• [To be done]: Reproduce verbatim the lines of the listing that begin with the line containing "Behaviour: the segmenter" and run through the line containing "Query: **raised hand**", including both of those lines and nothing else.

• [Data to use]:
........

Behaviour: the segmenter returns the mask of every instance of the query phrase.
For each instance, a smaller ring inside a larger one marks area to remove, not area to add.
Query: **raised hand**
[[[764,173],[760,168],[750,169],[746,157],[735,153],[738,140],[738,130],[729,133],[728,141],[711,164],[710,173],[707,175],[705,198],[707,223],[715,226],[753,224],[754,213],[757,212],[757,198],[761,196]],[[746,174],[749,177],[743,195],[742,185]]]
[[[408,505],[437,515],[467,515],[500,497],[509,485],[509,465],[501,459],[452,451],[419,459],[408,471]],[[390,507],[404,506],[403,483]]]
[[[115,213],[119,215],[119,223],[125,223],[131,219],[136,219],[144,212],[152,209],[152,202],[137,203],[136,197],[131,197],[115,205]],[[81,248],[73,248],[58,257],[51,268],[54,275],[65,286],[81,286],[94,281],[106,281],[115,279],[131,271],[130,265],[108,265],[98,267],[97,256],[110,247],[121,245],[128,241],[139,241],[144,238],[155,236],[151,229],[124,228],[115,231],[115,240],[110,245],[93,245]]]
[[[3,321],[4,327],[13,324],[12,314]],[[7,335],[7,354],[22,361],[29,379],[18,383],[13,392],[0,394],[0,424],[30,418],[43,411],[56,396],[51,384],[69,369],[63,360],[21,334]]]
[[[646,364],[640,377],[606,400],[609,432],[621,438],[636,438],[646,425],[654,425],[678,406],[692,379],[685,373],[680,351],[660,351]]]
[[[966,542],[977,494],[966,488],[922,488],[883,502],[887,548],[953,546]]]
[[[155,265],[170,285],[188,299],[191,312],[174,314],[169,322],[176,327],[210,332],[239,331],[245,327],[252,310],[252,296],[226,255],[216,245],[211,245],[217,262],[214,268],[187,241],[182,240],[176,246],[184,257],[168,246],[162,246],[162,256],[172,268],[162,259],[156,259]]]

........

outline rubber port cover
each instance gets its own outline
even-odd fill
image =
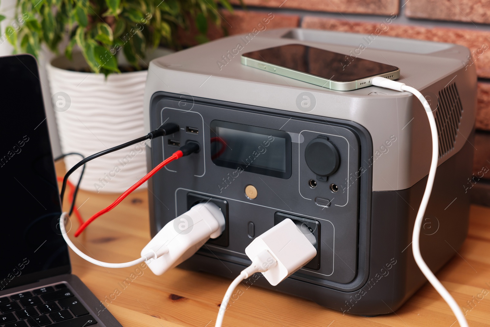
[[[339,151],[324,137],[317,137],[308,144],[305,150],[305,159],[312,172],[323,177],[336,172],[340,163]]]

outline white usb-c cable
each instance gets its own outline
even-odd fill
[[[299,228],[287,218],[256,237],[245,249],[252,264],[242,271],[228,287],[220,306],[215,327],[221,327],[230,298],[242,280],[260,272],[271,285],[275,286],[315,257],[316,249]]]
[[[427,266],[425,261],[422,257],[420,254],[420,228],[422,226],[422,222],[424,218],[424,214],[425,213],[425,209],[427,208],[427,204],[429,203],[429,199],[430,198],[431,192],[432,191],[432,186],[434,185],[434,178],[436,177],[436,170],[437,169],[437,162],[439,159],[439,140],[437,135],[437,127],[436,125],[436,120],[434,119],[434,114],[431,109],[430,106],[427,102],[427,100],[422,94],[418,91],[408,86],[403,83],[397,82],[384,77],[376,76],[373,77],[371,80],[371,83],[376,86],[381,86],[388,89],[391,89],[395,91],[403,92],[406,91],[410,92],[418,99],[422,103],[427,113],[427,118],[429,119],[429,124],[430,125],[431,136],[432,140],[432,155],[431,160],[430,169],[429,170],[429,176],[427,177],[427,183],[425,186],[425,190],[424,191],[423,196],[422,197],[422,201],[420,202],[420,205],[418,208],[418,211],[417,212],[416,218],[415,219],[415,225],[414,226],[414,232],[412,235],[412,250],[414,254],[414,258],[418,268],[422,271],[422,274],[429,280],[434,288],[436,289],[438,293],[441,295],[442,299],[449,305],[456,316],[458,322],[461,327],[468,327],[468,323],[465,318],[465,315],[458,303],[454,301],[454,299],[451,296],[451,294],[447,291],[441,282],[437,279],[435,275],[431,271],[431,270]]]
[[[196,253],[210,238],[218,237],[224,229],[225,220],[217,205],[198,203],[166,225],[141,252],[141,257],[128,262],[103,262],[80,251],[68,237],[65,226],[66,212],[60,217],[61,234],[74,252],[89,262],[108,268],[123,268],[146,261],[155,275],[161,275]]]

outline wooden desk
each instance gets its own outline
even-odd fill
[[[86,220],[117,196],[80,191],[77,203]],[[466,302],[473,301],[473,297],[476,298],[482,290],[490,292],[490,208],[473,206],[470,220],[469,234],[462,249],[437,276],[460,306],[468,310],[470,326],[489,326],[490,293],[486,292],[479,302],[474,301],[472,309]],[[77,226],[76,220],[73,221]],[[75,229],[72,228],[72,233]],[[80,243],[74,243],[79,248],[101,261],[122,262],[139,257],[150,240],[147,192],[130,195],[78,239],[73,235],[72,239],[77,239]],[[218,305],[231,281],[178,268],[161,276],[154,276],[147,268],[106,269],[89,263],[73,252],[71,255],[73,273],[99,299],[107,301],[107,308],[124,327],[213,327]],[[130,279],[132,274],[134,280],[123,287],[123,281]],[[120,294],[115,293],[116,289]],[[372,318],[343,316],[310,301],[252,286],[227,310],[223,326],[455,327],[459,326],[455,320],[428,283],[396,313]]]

........

• [Response to this exercise]:
Behaviour: the segmenter returns the mask of every instance of the query phrase.
For each instance, a smaller ring inside a larger one marks area to remove, not area to add.
Query: **raised hand**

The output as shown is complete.